• TASK STATEMENT
Print only the line with "like [780, 189]." and the lines after it, ending with the last line of the material, each exactly as it stands.

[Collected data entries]
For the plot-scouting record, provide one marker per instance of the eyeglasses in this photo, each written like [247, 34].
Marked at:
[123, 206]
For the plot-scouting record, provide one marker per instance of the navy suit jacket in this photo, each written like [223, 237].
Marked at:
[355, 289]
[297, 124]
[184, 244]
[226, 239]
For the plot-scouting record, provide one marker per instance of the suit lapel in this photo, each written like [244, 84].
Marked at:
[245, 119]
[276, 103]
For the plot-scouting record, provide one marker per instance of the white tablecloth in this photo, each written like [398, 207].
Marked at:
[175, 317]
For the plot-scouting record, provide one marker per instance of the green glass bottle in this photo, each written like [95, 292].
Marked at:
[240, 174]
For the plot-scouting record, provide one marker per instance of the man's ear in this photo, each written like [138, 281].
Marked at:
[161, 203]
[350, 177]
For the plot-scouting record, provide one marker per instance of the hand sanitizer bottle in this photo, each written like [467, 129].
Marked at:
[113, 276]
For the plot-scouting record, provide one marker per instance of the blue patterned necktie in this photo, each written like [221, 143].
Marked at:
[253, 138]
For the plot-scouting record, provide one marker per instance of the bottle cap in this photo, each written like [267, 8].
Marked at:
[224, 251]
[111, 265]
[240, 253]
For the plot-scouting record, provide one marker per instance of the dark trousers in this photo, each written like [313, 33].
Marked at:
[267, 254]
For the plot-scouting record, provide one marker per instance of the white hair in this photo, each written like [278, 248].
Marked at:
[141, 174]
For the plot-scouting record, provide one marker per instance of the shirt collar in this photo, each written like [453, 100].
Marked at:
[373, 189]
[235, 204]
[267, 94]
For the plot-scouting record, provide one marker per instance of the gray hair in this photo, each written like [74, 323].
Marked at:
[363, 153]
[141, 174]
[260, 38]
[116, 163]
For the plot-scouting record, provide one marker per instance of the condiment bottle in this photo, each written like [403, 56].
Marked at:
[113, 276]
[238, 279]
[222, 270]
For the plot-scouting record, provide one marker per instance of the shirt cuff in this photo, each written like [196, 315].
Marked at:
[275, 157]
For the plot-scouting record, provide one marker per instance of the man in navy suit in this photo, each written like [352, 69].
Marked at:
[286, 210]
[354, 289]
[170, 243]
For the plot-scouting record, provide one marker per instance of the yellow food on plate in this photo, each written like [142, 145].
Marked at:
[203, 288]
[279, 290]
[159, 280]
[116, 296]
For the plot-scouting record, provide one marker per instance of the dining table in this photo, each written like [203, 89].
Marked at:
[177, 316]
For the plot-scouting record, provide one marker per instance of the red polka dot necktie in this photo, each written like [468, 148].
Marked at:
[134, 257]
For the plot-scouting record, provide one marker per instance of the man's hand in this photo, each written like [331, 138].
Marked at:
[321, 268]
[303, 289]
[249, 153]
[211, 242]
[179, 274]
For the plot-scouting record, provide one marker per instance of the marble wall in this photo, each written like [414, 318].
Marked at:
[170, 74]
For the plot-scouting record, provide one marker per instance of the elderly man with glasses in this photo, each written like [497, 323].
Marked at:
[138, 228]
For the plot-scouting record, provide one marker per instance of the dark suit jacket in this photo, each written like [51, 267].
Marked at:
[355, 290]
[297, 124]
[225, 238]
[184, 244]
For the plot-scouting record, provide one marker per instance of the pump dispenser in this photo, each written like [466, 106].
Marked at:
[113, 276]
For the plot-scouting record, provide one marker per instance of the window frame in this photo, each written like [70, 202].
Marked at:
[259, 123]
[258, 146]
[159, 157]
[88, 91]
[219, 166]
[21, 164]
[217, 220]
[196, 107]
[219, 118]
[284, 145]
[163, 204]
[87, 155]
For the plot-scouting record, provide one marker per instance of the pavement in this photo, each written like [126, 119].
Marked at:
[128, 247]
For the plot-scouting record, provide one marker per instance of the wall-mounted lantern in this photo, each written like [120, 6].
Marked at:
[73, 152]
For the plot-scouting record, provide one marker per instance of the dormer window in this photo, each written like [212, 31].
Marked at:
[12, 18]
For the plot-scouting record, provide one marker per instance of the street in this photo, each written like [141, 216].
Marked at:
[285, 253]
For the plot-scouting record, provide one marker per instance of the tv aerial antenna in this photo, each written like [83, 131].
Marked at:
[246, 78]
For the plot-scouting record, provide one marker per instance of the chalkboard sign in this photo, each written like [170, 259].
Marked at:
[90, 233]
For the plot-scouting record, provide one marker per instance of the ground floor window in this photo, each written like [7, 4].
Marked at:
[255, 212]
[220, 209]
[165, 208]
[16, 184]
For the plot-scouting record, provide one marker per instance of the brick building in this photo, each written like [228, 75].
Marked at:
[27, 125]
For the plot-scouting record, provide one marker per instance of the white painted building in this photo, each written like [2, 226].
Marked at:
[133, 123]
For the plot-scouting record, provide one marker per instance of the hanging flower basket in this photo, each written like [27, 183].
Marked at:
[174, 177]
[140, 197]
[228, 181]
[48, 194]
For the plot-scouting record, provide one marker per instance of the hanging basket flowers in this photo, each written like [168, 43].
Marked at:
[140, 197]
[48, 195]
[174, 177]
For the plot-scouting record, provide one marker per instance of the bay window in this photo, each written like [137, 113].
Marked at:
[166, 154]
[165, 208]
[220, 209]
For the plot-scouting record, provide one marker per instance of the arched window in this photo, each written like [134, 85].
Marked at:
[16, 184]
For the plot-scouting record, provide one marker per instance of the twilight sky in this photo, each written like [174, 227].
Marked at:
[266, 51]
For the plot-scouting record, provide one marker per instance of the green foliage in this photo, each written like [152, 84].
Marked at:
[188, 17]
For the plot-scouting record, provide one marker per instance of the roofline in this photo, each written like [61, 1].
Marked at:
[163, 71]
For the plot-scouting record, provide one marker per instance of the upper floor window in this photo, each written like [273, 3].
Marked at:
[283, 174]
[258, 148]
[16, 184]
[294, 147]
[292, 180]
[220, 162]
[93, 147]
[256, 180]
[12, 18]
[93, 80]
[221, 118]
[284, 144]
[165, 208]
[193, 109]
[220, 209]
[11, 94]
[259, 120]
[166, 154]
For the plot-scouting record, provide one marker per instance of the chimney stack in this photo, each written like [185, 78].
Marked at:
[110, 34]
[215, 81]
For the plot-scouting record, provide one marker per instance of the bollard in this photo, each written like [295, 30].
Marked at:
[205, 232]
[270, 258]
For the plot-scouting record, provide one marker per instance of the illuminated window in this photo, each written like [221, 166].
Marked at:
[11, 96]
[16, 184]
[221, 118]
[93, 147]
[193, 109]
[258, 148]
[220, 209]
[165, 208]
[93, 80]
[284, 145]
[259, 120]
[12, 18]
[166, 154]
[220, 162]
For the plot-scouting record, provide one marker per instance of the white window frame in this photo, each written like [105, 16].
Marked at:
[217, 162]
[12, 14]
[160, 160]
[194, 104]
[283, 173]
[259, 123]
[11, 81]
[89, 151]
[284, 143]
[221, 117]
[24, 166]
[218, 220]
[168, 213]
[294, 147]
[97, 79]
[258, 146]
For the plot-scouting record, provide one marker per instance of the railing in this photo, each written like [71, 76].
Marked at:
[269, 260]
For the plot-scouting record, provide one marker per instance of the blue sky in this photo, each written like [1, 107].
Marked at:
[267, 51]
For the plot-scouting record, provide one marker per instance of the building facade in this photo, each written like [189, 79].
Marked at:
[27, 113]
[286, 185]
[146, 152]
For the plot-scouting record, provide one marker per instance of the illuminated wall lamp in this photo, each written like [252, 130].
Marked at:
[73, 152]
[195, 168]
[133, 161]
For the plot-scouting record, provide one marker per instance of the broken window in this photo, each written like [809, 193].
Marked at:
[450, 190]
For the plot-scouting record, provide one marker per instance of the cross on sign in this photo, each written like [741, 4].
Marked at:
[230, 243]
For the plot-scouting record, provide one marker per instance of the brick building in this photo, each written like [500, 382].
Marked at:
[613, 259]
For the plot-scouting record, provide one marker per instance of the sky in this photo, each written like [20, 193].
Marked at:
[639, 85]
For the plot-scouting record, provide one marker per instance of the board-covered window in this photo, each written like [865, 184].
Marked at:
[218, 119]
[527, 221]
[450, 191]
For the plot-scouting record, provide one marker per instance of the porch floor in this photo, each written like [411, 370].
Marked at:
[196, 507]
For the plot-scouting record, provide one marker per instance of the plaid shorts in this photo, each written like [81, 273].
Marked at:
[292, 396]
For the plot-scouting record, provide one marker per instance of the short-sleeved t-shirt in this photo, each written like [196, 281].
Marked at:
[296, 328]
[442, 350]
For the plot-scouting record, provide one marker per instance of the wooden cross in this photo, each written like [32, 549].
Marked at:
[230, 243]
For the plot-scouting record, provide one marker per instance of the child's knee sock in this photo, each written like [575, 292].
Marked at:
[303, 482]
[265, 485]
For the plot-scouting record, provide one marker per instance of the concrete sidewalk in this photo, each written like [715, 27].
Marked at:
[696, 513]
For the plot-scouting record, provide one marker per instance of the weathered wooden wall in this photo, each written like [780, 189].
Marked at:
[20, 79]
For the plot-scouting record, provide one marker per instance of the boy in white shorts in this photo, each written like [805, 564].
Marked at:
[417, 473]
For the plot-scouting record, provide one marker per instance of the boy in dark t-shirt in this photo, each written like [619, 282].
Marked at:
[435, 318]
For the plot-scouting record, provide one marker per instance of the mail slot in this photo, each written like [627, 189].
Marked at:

• ANSWER TO THIS TASK
For the plot-scouting record, provide one marker per instance of the weathered wooden wall in this photo, each written like [780, 189].
Marked at:
[20, 79]
For the plot-scouting record, provide one marker per instance of the boy in white shorts in this photo, each written like [805, 564].
Marked at:
[417, 473]
For the plot-scouting record, provide one marker per instance of the boy in dark t-shirt in this photo, each written like [619, 282].
Marked at:
[435, 318]
For the plot-scouting record, provide one marker per instance of the mail slot in this photo, each written like [627, 189].
Marked at:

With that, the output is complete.